- [Page text]
Content starts

My Grandpa Died Yesterday: When Christmas is a Blur

My Grandpa Died Yesterday: When Christmas is a Blur

Some of us have been dreading Christmas this year.

Seeing the happy commercials on television, hearing people talk about holiday parties and gift shopping has felt empty and foreign. It’s as though the world is spinning around you as you stand still.

There’s the temptation and perhaps the need to put on a face as you see certain people or go to different events, but nothing can budge the grief you are feeling or the dread as Christmas stands immovable, like some strange monument, to remind you, as if you could forget, that you’re without your loved one this year.

Content ends

- [Listed records]

Content starts

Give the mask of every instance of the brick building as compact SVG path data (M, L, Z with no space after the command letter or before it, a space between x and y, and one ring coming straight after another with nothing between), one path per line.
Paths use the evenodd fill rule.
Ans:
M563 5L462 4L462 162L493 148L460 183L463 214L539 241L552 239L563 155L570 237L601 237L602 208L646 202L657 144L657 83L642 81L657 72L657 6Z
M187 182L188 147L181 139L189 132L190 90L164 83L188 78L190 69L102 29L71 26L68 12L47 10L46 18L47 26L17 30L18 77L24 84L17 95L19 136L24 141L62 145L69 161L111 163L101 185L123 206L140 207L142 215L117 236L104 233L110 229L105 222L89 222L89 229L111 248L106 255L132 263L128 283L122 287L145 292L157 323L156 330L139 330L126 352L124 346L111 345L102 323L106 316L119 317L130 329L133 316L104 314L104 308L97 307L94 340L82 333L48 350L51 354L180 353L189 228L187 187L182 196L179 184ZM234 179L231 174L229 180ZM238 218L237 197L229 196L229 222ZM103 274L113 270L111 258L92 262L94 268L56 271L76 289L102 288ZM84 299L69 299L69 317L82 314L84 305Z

Content ends

- [Task]
Rewrite the stretch of the Christmas grief text from "Seeing the happy" through "one this year.", replacing "grief" with "sorrow".

- [Solution to this exercise]
Seeing the happy commercials on television, hearing people talk about holiday parties and gift shopping has felt empty and foreign. It’s as though the world is spinning around you as you stand still.

There’s the temptation and perhaps the need to put on a face as you see certain people or go to different events, but nothing can budge the sorrow you are feeling or the dread as Christmas stands immovable, like some strange monument, to remind you, as if you could forget, that you’re without your loved one this year.